>> Begin Listed records

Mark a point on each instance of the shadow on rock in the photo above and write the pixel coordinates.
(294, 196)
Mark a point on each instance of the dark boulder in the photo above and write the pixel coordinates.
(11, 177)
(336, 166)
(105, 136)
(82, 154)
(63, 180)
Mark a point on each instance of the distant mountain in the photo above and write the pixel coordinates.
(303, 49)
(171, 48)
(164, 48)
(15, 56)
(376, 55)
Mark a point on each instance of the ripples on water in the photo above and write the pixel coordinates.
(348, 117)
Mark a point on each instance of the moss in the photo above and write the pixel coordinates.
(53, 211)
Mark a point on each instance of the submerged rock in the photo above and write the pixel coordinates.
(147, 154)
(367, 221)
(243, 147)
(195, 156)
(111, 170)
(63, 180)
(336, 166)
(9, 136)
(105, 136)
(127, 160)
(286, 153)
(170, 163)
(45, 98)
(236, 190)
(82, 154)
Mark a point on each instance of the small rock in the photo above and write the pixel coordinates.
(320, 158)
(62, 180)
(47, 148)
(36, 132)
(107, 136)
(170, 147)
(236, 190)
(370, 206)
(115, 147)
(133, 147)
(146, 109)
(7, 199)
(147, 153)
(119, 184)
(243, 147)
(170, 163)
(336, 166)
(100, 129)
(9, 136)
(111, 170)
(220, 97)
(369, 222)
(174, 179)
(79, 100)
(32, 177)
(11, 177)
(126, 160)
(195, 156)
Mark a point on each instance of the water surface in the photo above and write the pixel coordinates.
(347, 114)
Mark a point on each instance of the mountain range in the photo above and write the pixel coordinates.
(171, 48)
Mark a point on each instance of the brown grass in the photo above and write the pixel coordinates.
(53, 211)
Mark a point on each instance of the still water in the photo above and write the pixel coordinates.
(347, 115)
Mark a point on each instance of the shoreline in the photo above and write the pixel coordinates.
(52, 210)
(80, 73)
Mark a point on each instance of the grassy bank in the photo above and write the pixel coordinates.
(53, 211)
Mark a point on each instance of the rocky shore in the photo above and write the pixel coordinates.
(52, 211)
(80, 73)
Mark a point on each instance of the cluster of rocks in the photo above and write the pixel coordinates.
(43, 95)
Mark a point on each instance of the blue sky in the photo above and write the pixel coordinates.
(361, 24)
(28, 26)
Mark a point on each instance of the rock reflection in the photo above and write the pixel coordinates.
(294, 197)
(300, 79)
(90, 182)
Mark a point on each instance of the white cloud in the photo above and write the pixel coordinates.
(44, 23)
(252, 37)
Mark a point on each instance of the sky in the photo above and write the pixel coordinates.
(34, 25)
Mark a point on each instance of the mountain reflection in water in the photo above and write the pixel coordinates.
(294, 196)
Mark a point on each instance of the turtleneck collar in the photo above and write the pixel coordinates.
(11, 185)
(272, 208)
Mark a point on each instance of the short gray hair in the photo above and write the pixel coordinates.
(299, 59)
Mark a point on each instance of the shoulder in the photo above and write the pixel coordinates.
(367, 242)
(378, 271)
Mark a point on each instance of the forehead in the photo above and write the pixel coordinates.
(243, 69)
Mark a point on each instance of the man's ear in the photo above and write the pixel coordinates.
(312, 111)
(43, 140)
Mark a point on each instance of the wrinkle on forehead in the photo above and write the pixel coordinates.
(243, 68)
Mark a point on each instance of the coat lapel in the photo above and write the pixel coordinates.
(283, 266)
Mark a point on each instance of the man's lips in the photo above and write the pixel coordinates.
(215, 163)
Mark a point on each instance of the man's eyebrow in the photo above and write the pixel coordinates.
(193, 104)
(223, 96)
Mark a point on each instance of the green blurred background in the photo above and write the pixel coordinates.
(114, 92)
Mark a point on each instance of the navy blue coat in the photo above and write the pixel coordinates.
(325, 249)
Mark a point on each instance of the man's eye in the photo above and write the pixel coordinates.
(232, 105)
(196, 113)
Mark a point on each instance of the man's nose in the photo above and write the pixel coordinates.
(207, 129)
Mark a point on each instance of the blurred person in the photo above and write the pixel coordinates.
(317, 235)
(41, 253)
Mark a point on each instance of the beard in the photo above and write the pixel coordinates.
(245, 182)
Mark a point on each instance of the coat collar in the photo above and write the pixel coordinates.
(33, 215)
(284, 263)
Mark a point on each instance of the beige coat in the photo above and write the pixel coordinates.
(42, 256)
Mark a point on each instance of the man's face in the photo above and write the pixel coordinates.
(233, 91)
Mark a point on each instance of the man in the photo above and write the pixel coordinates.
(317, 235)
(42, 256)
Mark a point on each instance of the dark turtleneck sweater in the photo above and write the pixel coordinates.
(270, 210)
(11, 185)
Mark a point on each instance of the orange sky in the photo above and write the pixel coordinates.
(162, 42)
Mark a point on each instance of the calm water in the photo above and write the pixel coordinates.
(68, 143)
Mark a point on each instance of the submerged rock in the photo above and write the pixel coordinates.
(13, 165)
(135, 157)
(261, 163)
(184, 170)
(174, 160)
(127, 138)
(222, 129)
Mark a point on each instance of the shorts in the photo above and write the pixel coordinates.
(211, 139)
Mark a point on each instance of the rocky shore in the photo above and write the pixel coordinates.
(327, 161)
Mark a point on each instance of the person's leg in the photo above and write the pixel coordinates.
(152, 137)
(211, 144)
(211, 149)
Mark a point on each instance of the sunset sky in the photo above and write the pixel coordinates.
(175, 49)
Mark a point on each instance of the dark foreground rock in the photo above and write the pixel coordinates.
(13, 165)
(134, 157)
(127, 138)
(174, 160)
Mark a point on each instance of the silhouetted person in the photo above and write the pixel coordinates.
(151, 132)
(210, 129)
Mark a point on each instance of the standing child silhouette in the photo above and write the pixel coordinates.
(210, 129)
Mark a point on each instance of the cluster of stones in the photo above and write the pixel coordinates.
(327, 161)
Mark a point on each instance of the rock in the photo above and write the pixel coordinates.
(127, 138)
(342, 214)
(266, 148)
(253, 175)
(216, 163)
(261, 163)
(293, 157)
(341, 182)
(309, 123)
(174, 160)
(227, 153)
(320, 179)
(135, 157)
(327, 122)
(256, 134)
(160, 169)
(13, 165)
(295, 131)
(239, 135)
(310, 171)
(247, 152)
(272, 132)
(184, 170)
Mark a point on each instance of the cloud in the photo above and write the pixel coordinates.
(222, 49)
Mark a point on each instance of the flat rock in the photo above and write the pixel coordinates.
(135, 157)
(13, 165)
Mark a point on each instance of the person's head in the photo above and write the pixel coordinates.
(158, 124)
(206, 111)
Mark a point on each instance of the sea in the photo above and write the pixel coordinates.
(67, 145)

>> End Listed records

### Given problem
Starting at the line that contains "Mark a point on each instance of the standing", retype each line through the end of the listing above and nothing else.

### Finished exercise
Mark a point on each instance of the standing child silhouette in the photo above and write the pixel coordinates.
(210, 129)
Mark a point on each instance of the cluster of stones in the photo above and write the pixel coordinates.
(327, 161)
Mark a point on each instance of the rock in the photo above and write the pixel coordinates.
(127, 138)
(342, 214)
(266, 148)
(253, 175)
(216, 163)
(261, 163)
(293, 157)
(341, 182)
(309, 123)
(174, 160)
(227, 153)
(320, 179)
(135, 157)
(327, 122)
(256, 134)
(160, 169)
(13, 165)
(295, 131)
(239, 135)
(310, 171)
(247, 152)
(272, 132)
(184, 170)
Mark a point on each instance of the cloud in the photo above and write the pixel coordinates.
(222, 49)
Mark a point on each instance of the flat rock in the photo above and write the pixel coordinates.
(135, 157)
(13, 165)
Mark a point on each instance of the person's head in the photo above and write the pixel coordinates.
(158, 124)
(206, 111)
Mark a point on each instance of the sea in the photo above and write the pixel coordinates.
(67, 145)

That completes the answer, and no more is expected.